(Location annotation dataset excerpts)
----

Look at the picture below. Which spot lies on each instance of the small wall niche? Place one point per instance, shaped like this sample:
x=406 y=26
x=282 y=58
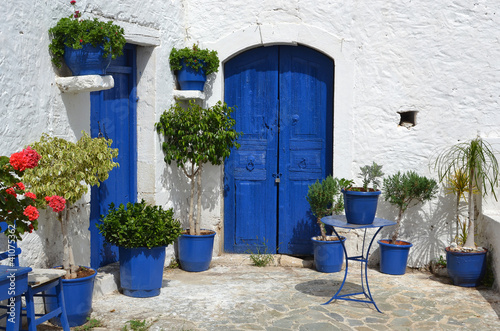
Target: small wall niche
x=408 y=118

----

» **The exercise**:
Update the entries by replacing every "wall niche" with "wall alcove" and keeping everything else unchanged. Leave out the pictures when you reproduce the entries.

» **Exercise output**:
Look at the picture below. Which spot lies on each instance of the small wall alcove? Place one point per instance, shaped like this sample:
x=406 y=26
x=282 y=58
Target: small wall alcove
x=408 y=118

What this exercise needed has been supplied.